■ **Exercise task**
Show each line of the material that contains the string "light".

■ **Stored items**
————————
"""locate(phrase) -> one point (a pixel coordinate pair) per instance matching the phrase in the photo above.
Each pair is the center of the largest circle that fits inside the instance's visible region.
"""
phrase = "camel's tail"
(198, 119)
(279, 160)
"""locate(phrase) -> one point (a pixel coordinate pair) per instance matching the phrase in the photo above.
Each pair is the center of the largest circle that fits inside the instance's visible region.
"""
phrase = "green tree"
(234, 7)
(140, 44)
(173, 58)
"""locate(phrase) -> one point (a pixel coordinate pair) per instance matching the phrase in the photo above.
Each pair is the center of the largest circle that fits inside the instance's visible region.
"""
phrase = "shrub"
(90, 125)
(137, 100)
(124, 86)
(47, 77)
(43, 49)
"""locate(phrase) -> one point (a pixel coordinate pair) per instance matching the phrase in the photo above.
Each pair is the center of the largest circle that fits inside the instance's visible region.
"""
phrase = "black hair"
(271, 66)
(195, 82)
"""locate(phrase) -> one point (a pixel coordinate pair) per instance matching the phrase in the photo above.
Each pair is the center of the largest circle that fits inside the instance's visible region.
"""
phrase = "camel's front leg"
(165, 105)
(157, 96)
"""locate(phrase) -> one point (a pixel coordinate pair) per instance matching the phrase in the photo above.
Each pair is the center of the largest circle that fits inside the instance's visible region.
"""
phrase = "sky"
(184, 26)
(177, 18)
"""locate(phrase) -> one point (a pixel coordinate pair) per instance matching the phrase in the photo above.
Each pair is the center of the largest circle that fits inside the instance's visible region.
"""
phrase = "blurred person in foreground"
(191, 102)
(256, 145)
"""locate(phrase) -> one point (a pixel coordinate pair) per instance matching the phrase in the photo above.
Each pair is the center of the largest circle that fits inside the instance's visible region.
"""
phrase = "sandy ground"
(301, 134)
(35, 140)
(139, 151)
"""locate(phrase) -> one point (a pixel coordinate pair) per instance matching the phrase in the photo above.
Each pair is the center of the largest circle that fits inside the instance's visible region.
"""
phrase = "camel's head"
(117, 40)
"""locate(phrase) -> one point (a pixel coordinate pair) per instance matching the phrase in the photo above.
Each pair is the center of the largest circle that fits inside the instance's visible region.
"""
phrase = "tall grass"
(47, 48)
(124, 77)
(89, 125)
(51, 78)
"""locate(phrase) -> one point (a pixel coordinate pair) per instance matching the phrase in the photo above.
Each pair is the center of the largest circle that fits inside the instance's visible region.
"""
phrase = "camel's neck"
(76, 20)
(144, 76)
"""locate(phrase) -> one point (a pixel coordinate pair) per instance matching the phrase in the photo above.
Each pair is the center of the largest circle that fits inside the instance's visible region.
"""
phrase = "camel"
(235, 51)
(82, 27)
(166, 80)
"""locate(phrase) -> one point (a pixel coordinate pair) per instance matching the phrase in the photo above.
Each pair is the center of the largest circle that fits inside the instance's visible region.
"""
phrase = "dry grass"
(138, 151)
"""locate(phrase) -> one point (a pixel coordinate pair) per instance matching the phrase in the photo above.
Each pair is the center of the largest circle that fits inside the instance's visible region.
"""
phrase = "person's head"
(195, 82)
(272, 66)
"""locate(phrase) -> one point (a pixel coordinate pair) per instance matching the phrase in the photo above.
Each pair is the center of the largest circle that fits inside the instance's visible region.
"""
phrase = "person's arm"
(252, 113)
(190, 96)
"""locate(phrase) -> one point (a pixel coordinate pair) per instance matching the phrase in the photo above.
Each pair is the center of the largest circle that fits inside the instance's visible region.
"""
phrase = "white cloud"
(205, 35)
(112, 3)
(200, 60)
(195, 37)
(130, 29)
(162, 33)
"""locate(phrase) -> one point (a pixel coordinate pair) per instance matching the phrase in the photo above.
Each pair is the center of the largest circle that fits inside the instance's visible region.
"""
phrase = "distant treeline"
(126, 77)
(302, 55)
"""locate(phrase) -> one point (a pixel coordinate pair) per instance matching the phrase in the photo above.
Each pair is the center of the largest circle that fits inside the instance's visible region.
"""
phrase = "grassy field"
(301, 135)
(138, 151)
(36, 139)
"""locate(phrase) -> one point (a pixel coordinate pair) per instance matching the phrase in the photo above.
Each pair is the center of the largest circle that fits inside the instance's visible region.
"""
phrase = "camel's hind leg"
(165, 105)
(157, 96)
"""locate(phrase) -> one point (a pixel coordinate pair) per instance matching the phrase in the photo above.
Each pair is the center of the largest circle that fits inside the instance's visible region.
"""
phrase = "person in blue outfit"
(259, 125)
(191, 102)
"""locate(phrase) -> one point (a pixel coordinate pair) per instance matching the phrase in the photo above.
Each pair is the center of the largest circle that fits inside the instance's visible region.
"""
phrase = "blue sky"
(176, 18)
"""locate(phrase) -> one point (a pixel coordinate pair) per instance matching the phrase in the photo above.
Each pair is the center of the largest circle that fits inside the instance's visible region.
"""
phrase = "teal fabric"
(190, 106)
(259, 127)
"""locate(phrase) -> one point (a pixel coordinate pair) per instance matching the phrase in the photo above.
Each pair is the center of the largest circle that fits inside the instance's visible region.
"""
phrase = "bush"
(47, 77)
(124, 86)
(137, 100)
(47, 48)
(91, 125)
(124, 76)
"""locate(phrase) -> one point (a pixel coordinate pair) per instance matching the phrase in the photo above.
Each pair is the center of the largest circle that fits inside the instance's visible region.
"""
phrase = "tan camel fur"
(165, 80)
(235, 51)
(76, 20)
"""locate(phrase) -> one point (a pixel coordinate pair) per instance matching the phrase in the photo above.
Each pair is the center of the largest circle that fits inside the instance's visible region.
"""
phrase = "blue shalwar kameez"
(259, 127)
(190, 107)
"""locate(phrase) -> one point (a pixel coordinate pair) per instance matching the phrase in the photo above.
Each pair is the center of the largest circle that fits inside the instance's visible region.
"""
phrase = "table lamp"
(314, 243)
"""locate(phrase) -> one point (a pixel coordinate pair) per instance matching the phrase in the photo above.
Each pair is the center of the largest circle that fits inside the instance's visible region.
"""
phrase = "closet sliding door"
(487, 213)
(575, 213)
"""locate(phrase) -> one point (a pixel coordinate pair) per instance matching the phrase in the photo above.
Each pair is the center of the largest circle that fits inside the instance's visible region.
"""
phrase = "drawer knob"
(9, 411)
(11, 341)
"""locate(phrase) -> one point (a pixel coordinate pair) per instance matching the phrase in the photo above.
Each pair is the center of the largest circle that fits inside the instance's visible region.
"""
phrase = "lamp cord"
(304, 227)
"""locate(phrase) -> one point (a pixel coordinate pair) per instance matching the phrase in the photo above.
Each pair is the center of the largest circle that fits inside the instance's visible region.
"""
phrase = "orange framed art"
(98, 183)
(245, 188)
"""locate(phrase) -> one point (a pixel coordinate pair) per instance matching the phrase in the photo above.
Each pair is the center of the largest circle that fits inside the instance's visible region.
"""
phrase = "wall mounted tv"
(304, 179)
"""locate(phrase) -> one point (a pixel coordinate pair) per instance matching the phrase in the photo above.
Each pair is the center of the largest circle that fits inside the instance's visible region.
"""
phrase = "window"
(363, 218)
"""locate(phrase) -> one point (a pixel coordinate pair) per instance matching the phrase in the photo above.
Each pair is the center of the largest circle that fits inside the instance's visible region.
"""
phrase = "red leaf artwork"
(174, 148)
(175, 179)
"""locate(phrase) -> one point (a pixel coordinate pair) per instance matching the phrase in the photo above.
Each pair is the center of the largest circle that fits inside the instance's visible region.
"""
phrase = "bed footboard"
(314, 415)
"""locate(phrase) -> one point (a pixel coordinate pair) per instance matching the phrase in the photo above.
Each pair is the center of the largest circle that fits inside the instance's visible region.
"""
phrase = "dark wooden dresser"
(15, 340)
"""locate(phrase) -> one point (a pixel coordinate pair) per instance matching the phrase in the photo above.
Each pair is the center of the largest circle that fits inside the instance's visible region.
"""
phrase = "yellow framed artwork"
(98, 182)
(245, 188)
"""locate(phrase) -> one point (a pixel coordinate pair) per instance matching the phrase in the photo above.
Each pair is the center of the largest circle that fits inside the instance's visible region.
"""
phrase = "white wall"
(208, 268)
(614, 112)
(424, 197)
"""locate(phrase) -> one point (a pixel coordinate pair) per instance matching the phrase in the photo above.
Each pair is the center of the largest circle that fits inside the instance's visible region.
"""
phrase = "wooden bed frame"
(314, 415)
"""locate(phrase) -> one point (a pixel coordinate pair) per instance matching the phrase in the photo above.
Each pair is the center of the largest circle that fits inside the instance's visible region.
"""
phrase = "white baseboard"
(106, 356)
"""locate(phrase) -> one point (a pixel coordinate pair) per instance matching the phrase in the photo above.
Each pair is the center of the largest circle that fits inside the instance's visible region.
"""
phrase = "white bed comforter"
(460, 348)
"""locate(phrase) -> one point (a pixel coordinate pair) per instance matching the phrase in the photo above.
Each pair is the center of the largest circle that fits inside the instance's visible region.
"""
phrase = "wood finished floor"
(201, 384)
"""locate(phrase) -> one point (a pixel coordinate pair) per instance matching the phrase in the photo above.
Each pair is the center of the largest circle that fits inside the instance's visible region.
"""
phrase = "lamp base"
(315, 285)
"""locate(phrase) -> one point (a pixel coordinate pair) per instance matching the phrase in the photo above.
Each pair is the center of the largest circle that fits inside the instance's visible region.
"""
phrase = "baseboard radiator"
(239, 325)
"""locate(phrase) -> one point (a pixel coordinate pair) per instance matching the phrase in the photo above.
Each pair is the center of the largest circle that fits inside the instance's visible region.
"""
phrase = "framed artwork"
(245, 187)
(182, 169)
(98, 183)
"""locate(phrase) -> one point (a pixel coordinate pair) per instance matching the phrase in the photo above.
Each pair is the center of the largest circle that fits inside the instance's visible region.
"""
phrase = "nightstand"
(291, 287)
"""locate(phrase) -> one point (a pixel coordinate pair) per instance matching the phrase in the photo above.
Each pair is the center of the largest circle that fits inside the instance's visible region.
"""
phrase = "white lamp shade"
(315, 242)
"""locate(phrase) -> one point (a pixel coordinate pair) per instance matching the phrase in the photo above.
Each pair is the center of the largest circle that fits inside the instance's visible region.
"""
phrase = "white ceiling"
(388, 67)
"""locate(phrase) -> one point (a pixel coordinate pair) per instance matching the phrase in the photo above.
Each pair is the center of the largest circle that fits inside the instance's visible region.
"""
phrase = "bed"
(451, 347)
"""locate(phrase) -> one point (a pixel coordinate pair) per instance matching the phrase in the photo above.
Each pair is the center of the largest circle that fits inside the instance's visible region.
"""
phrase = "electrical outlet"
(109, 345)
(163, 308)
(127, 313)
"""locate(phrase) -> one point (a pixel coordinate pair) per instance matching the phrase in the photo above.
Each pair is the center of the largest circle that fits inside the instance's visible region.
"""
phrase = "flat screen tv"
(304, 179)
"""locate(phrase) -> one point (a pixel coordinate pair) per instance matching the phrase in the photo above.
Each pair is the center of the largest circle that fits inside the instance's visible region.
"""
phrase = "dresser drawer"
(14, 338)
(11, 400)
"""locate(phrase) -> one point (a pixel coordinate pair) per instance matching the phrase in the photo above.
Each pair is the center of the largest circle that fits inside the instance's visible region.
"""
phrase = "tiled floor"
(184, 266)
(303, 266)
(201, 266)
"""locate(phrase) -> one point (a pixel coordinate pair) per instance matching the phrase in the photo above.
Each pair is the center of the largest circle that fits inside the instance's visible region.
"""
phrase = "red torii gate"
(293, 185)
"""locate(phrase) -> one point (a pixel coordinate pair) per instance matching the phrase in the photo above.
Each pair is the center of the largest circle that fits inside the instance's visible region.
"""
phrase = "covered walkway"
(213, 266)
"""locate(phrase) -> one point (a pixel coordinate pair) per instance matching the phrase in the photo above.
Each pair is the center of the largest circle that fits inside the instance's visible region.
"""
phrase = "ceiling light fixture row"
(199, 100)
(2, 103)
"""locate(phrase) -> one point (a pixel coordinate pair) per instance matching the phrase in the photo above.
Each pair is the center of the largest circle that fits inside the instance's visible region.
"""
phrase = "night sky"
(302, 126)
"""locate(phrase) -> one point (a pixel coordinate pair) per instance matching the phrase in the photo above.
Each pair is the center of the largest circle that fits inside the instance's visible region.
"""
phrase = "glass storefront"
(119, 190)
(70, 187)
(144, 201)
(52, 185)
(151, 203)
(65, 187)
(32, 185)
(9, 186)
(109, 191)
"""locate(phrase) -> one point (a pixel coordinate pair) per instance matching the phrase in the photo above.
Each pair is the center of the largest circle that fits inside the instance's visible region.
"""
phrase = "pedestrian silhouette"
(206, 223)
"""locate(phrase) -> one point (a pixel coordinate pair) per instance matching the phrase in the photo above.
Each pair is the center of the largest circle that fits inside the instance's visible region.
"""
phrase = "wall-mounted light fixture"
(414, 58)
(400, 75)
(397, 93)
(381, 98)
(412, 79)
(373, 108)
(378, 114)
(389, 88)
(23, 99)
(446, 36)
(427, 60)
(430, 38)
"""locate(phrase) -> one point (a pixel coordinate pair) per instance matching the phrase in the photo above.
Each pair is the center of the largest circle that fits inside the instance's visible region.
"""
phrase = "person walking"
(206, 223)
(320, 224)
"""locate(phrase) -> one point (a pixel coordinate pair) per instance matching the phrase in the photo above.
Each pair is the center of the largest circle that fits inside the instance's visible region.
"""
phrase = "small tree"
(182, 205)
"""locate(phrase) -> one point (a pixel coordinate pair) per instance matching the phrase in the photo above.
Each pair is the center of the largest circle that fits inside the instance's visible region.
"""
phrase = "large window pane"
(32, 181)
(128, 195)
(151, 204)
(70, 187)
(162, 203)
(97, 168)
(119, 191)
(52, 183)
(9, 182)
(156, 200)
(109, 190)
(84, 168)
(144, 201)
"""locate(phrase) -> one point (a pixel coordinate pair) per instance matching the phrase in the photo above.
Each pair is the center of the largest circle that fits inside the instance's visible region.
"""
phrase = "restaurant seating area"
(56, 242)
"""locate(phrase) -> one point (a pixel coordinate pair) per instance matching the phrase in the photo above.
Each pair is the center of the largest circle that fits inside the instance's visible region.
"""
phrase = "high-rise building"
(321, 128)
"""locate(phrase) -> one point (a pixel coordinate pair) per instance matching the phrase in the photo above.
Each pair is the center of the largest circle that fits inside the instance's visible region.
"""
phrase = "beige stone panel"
————————
■ **Output**
phrase = "ceiling light fixture row"
phrase = "wall-mounted light fixture"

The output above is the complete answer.